** Begin EXTRACT PROVIDED **
# Is It Wrong To Hate Family?



## bCreative (Mar 12, 2010)

Because really I'm starting to hate my brother more and more each day. I don't know why but we've been at each others throats for like 2 months now. Every time I ask him questions he acts like he can't hear and ignores me, or when I tell/ask him to do something he acts like he's to good to do anything. Then he's always playing victim like I just walk in the room with an attitude and just starts yelling at him for no reason. Yet he is the freaking problem!! Every time I talk to him, he says I'm *****ing!!

I mean I just can't take it anymore. We even have gotten to points were fighting like we are strangers who got into it on the street. IT'S CRAZY! I'm scared I might severely hurt him one day because my temper is very short lived. I really just want to beat him until he bleeds and then continue beating him............I really just want to cause him some serious bodily harm and pain.


----------



## Karren (Mar 12, 2010)

For me I love my family.. Unconditionally but that doesn't stop me from hating what they do or who they have become. In short. No its not wrong, imho.


----------



## bella1342 (Mar 12, 2010)

Totally agree with Karren. I love my family though, and it would never be any other way. That's just me though. If they did something bad.. or something to me.. I wouldn't be able to hate them. Just upset with their actions. I'd be sad.

It's not wrong though if you feel that way.


----------



## magosienne (Mar 12, 2010)

It's not wrong, i love my family but their actions, now it's a totally different question. I would try to sit and talk to him, ask him why the change of attitude, maybe he has issues he does not know how to talk about. If not possible, then at least you've tried, maybe you just have to let things cool down, let him marinate like we say here, until he doesn't see his sister so negatively. Just let him know you're here if he needs you, but you're also not going to do anything together until he has improved his attitude towards you.


----------



## Shelley (Mar 12, 2010)

Originally Posted by *magosienne* /img/forum/go_quote.gif It's not wrong, i love my family but their actions, now it's a totally different question. I would try to sit and talk to him, ask him why the change of attitude, maybe he has issues he does not know how to talk about. If not possible, then at least you've tried, maybe you just have to let things cool down, let him marinate like we say here, until he doesn't see his sister so negatively. Just let him know you're here if he needs you, but you're also not going to do anything together until he has improved his attitude towards you. I agree with you





I don't get along with my brother at the best of times. I love him but I won't take his bossy attitude anymore. I hate his actions towards me but I do love him.
** End EXTRACT PROVIDED **
** Begin RECORDS FOR THIS EXERCISE **
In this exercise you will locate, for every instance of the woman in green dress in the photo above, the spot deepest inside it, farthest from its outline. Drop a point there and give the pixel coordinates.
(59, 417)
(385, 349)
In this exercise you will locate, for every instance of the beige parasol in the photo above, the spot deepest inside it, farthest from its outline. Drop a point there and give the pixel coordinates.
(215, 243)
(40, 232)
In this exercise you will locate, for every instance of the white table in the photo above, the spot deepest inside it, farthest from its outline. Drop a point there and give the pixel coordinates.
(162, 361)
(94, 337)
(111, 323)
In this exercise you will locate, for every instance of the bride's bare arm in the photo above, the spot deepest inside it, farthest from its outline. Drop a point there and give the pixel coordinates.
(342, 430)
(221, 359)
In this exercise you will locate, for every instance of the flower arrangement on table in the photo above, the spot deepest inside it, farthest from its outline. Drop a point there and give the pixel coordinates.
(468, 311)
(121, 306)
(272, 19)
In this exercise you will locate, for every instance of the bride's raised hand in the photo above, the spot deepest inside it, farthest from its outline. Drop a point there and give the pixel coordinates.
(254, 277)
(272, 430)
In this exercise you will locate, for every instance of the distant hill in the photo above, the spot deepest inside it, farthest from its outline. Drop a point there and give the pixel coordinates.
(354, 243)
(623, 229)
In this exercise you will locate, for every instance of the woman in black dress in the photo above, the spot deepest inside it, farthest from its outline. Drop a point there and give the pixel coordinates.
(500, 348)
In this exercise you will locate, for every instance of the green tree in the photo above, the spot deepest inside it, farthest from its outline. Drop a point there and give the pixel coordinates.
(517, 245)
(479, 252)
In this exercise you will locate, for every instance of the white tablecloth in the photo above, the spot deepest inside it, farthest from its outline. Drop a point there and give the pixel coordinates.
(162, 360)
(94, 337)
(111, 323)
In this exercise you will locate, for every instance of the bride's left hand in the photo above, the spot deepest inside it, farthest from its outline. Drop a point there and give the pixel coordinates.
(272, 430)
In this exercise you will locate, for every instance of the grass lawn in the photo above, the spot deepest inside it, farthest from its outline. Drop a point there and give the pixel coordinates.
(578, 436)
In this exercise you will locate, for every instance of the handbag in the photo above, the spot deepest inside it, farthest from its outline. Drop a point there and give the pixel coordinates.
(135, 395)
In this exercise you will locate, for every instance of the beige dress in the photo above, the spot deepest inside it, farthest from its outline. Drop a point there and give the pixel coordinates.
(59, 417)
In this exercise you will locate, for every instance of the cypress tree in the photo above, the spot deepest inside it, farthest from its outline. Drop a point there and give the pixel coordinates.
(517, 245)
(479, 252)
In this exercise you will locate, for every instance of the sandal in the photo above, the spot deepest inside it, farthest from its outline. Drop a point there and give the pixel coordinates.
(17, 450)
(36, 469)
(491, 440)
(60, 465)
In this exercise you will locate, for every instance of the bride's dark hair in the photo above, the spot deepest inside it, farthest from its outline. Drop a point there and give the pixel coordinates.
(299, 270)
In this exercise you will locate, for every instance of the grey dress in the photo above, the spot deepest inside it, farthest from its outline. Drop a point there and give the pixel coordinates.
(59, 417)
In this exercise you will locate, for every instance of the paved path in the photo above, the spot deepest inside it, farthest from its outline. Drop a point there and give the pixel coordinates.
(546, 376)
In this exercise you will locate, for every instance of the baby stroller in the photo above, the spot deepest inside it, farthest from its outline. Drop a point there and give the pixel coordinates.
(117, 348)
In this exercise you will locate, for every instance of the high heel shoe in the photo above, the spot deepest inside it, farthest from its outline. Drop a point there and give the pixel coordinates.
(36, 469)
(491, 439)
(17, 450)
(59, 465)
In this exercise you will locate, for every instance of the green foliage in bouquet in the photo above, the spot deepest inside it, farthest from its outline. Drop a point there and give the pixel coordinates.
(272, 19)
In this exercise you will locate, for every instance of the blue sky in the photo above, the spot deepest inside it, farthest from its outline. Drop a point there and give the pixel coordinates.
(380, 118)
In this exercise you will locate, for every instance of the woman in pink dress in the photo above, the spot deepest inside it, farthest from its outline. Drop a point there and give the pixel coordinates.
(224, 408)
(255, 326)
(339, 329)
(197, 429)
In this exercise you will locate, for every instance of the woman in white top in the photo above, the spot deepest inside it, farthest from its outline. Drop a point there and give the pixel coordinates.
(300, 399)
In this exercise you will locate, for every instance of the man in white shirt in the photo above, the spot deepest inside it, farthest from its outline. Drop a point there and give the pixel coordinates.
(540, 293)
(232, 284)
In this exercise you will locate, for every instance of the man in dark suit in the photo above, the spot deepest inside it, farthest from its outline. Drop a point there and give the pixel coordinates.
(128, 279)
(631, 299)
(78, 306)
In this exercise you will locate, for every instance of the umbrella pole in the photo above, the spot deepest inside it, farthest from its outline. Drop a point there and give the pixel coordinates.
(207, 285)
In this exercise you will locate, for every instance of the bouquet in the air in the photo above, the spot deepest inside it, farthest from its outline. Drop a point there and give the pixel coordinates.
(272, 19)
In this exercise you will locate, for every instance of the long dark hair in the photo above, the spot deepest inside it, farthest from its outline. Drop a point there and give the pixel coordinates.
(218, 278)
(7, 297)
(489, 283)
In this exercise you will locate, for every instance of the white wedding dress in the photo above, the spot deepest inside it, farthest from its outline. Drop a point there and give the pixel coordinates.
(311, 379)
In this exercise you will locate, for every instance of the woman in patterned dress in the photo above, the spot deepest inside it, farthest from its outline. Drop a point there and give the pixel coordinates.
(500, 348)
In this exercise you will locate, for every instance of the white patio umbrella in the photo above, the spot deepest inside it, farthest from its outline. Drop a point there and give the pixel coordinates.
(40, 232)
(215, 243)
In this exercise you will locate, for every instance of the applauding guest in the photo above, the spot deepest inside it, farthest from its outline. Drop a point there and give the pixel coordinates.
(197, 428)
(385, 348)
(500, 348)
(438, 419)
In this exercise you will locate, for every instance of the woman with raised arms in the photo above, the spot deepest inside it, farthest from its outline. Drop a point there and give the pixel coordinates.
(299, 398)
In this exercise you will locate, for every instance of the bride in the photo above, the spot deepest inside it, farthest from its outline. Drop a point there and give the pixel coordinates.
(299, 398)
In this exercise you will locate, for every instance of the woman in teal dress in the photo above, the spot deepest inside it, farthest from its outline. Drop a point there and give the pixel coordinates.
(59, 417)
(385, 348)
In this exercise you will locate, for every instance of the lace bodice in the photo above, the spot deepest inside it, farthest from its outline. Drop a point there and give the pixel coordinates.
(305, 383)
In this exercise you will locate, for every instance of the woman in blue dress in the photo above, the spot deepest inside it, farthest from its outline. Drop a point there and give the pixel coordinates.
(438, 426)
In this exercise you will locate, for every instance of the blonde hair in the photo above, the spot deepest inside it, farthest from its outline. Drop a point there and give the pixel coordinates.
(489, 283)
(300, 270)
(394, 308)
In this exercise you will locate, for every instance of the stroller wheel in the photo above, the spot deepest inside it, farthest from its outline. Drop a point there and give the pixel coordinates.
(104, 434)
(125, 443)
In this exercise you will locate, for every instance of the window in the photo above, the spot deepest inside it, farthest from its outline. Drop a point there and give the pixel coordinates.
** End RECORDS FOR THIS EXERCISE **
**TASK INSTRUCTIONS**
1. Condense the paragraph of the forum thread above that begins "It's not wrong, i love my family but their actions" into a short list of its main points.
2. Count the lines of the records above that contain the word "dark", and reply with the number alone.

**ANSWERS FOR THE EXERCISE**
1.
- Hating family is not wrong. The writer loves their family, but family members' actions are a different question.
- The writer would sit and talk with the brother and ask why his attitude changed. He may have issues he does not know how to talk about.
- If talking is not possible, at least an attempt was made.
- Things may need to cool down, letting him "marinate" until he sees his sister less negatively.
- Let him know you are there if he needs you, but also that you will not do anything together until his attitude toward you improves.

2. 3